• Your instructions: Make an exact copy of all the data, pictures excluded.

• Region pointing data:
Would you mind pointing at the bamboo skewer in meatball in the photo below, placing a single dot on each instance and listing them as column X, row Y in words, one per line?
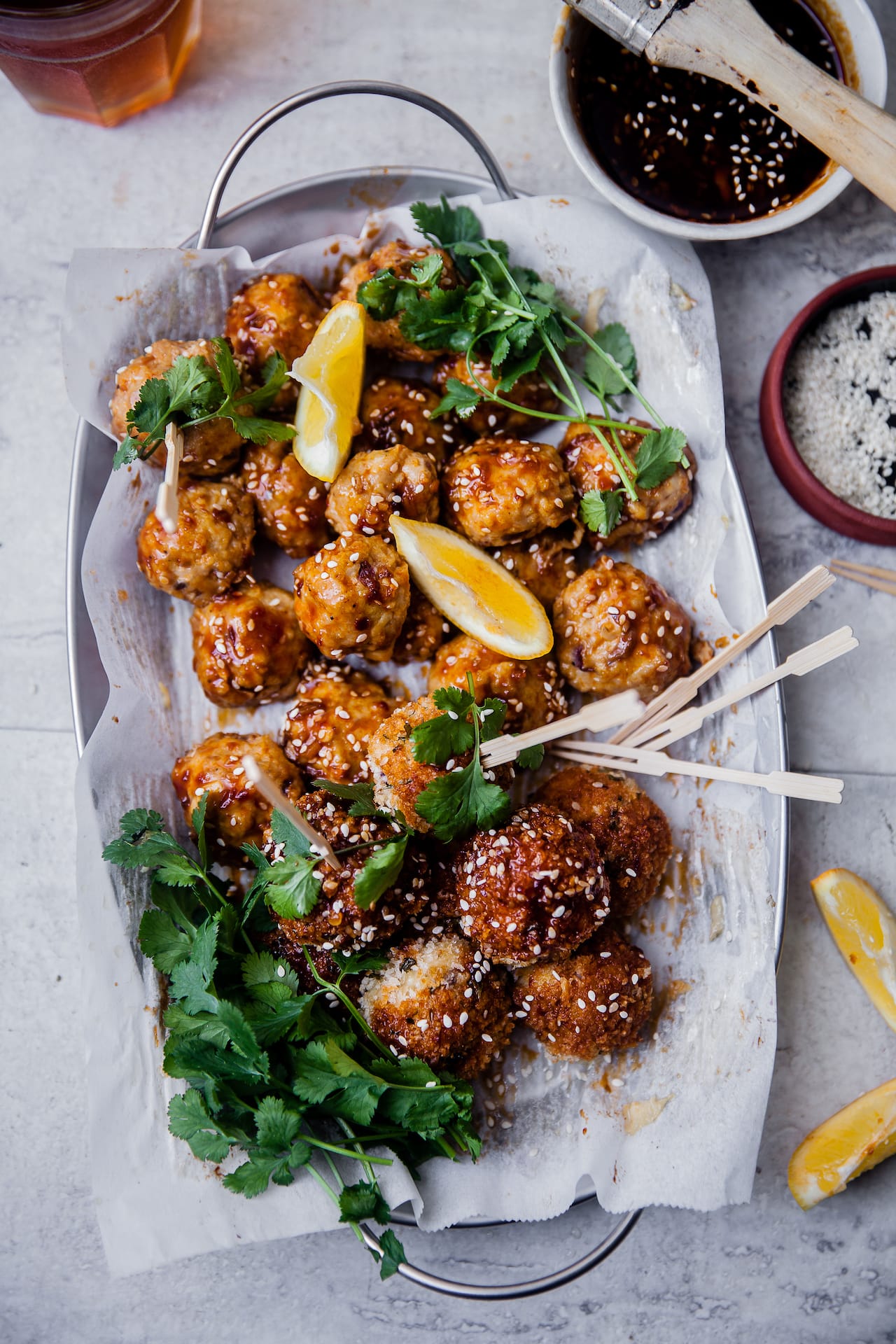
column 352, row 597
column 210, row 449
column 290, row 504
column 618, row 629
column 248, row 647
column 504, row 489
column 211, row 547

• Exercise solution:
Would you mind pointing at the bamboo skewer in meatball in the photo below, placing a single dot on each instance and listing them as column X, row Y in words, one per line?
column 352, row 597
column 210, row 449
column 290, row 504
column 618, row 629
column 248, row 647
column 504, row 489
column 211, row 547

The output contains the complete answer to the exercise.